_CONSIGNE 1_: D'après l'extrait sur les réseaux sociaux, quels sont les trois sujets sur lesquels le Président veut afficher une fermeté retrouvée ?
_CONSIGNE 2_: Poursuivez l'extrait sur les réseaux sociaux après sa dernière phrase.

== EXTRAIT DU TEXTE ==

« Far West » des réseaux sociaux selon Macron : le constat est là, mais quelles solutions concrètes ?
Emmanuel Macron a remis une pièce dans la machine en dénonçant une nouvelle fois le « far-west » des réseaux sociaux. L’expression n’est pas nouvelle, la préoccupation non plus, mais elle revient dans un contexte où l’espace numérique continue d’évoluer à une vitesse que la politique peine à suivre. Entre ingérences, désinformation et protection des mineurs, le Président veut afficher une fermeté retrouvée. Reste que le numérique d’aujourd’hui n’a plus grand-chose à voir avec l’Internet des années 2010 : les problèmes ne se situent plus seulement dans les contenus, mais profondément dans la mécanique des plateformes elles-mêmes.

C’est là que le discours présidentiel semble marquer le pas. Parler de « loi du plus fort » et de dérives incontrôlées a une force symbolique, mais réduit un écosystème extraordinairement complexe à un western de série B. Les grandes plateformes ne fonctionnent plus comme des places publiques avec quelques énergumènes à maîtriser ; ce sont des usines à données, propulsées par des algorithmes qui optimisent avant tout l’attention, parfois au détriment du bon sens. À ce niveau-là, ce n’est pas un shérif qu’il faut, mais une équipe d’ingénieurs capables de comprendre ce qui se passe dans les entrailles du monstre.
La question de la désinformation illustre parfaitement ce décalage. Macron y voit un défi démocratique majeur, ce qu’il est, mais il le présente encore comme un problème de contenus nuisibles circulant librement. La réalité est plus sournoise : la désinformation est devenue une conséquence structurelle du modèle même des plateformes. Quand un système de recommandation valorise la provocation parce qu’elle génère plus de temps d’écran, quand la modération repose pour l’essentiel sur des filtres automatisés dont personne — pas même leurs concepteurs — ne maîtrise totalement les effets secondaires, on ne peut pas espérer régler le problème avec un simple serrage de vis réglementaire. Ce serait comme demander à une plateforme vidéo de moins promouvoir le sensationnalisme tout en conservant un modèle publicitaire qui en dépend. Le cœur du système pousse dans une direction ; la politique lui demande d’aller dans l’autre.
Le Président revient aussi sur la protection des mineurs et la fameuse « majorité numérique ». Là encore, l’intention est difficile à critiquer. Mais l’efficacité réelle reste sujette à caution. Les plateformes ont inventé depuis longtemps l’art de la contournabilité : inscription via comptes tiers, accès par VPN, serveurs privés, tout concourt à rendre ces garde-fous largement théoriques. La vraie dépendance, celle qui joue sur la dopamine et les boucles de recommandation, ne disparaît pas parce qu’on fixe une limite d’âge. Et d’ailleurs, elle ne concerne pas seulement les adolescents ; les adultes s’y font happer avec la même facilité.

===
== EXTRAIT DE DONNÉES ==

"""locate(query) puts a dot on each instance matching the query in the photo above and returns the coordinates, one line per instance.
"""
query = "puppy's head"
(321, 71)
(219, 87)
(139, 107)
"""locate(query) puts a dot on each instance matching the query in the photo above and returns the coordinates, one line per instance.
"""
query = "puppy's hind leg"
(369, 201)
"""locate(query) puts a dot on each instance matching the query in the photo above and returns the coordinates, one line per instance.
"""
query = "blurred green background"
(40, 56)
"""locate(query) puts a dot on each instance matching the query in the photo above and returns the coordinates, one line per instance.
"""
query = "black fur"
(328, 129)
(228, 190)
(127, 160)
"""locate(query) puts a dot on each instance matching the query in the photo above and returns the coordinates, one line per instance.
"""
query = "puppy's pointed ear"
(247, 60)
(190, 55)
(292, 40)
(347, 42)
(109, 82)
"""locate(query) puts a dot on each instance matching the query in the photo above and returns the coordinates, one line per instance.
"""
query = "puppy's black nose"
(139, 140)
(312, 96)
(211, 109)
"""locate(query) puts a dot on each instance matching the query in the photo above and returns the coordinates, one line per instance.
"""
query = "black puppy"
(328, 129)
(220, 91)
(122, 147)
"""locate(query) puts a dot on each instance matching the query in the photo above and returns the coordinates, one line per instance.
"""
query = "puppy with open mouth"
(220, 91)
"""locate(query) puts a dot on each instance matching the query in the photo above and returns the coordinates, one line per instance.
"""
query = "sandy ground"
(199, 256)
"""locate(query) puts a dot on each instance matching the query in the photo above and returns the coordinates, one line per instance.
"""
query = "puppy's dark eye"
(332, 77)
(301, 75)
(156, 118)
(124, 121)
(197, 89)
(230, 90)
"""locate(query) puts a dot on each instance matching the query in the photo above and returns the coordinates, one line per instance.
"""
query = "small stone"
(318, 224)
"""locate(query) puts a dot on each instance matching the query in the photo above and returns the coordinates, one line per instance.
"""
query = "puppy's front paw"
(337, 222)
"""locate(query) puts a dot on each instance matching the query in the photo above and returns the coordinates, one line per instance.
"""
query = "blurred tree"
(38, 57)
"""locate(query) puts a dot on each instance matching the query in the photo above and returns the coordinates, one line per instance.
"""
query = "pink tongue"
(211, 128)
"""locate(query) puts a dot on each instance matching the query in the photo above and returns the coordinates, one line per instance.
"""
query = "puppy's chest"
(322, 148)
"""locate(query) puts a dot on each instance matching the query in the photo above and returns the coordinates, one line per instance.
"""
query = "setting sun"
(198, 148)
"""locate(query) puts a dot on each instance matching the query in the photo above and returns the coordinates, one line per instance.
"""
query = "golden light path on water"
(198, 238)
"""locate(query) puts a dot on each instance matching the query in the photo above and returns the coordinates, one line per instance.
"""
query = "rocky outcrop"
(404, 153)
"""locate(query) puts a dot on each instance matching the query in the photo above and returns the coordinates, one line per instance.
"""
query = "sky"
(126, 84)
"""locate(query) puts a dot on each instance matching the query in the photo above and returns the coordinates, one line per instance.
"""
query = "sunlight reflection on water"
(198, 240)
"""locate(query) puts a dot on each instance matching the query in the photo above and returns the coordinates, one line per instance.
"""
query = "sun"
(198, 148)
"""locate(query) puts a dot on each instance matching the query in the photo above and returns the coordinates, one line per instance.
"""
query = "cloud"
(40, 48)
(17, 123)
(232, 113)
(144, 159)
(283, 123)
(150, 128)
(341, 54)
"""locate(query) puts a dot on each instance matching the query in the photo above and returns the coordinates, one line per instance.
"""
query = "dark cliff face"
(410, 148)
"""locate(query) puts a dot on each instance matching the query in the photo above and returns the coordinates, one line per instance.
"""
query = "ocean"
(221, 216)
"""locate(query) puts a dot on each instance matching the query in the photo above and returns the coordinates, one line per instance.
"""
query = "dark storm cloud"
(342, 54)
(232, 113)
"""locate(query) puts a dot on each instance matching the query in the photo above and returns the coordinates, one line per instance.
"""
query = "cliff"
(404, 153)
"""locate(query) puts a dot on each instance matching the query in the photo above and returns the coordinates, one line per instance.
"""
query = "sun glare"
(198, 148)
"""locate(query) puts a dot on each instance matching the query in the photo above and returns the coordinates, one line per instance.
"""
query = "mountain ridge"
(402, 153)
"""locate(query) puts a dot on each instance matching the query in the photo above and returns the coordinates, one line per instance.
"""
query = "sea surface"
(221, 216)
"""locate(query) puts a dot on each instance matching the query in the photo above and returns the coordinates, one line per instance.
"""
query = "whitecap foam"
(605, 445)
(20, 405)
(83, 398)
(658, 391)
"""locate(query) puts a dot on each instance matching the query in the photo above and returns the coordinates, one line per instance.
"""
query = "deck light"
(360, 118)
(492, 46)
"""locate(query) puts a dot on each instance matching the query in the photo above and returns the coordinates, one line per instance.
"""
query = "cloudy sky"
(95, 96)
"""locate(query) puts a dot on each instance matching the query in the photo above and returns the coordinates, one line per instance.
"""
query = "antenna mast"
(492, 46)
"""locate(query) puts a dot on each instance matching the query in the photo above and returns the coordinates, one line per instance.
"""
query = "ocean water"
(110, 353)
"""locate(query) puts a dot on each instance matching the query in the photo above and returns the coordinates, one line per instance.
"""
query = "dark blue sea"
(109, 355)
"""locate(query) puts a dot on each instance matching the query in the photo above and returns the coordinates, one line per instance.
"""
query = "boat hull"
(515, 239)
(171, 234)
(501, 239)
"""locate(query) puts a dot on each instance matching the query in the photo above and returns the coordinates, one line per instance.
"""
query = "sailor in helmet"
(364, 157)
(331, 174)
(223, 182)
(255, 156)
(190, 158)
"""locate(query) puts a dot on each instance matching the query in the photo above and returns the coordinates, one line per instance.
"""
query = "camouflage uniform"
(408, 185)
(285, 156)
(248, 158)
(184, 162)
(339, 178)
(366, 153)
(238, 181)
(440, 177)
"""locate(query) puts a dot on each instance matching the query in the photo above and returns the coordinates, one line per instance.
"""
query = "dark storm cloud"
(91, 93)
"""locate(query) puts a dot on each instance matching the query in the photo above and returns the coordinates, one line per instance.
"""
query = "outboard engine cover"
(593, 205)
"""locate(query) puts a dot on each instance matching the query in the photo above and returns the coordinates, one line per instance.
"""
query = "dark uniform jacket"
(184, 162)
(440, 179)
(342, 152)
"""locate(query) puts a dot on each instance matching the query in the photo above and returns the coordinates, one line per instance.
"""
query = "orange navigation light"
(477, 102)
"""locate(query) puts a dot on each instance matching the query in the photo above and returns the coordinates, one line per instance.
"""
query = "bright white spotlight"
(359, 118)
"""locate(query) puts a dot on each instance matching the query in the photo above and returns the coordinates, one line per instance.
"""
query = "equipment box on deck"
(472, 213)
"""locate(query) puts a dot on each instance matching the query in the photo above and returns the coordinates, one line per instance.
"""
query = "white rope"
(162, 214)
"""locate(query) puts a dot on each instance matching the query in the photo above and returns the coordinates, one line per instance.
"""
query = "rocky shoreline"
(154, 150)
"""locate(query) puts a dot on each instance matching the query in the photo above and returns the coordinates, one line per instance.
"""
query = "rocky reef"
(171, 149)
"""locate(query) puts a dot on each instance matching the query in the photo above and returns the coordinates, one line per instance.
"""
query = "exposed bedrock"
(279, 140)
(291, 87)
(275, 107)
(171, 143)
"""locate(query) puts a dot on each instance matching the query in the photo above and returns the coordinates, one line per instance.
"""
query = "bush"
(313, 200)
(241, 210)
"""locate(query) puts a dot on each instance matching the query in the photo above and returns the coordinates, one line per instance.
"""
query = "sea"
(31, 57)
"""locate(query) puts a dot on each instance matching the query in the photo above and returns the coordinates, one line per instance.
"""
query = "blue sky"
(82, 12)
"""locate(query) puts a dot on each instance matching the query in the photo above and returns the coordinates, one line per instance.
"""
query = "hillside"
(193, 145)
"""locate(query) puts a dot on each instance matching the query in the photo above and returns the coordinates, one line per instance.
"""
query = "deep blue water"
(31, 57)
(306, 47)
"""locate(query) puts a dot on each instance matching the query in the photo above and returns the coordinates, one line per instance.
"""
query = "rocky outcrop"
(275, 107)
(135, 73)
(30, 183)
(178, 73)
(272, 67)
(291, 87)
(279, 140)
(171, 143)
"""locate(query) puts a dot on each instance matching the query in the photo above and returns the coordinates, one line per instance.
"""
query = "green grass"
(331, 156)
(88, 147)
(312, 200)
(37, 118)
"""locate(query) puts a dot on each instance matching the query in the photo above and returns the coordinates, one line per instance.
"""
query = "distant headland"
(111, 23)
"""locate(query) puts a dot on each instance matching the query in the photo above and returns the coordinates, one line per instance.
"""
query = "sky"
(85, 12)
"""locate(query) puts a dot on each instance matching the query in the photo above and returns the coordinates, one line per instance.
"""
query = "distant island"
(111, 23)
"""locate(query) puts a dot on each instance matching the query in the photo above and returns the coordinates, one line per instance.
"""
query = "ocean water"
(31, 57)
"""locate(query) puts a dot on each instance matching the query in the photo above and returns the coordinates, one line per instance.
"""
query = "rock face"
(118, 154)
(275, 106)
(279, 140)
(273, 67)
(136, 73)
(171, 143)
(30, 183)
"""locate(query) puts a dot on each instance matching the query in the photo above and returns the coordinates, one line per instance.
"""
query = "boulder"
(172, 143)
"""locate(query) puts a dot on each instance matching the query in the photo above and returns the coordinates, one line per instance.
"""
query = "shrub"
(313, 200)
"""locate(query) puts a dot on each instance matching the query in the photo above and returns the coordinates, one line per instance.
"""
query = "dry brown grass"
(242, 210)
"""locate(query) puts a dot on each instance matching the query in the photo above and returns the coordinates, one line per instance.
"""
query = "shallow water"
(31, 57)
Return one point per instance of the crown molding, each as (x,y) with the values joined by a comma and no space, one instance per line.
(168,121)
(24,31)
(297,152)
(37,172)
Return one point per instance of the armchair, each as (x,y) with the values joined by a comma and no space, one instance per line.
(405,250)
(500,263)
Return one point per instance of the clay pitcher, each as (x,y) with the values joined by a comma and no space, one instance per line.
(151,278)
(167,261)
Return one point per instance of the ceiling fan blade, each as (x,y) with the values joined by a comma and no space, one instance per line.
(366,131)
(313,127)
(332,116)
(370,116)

===

_VOTRE RÉPONSE 1_: Les ingérences, la désinformation et la protection des mineurs.

_VOTRE RÉPONSE 2_:
Au chapitre de la souveraineté numérique, le discours affiche de l’ambition, mais les matériaux manquent. L’idée de reprendre le contrôle sur les géants du numérique revient régulièrement, mais sans politique industrielle cohérente derrière. L’Europe fabrique peu de matériel, n’opère pas de grandes plateformes sociales, ne possède pas d’alternative solide aux infrastructures publicitaires américaines, et accuse encore un retard notable sur les LLM destinés au grand public. On peut toujours imaginer une Europe pesant réellement sur le numérique mondial, mais le chemin pour y parvenir n’est jamais évoqué concrètement dans ces interventions politiques.
Ce qui frappe, au final, c’est le décalage entre la gravité du constat — réel — et la nature des réponses proposées, qui donnent parfois l’impression de s’attaquer aux symptômes plutôt qu’à l’architecture de fond. Le débat public est saturé, les campagnes électorales sont parasitées, la polarisation augmente : tout cela est vrai. Mais il devient difficile de prétendre résoudre ces dynamiques sans toucher aux mécanismes qui les fabriquent, à savoir les modèles de recommandation, les algorithmes d’amplification ou les systèmes de modération automatisée.
La croisade présidentielle a le mérite de remettre le sujet sur la table. Mais si l’on veut sortir du « far-west », il faudra peut-être accepter que le vrai travail se situe très loin des tribunes politiques, dans les logs, les datasets et les architectures des systèmes qui façonnent — bien plus qu’un discours — ce que voient des millions de citoyens chaque jour.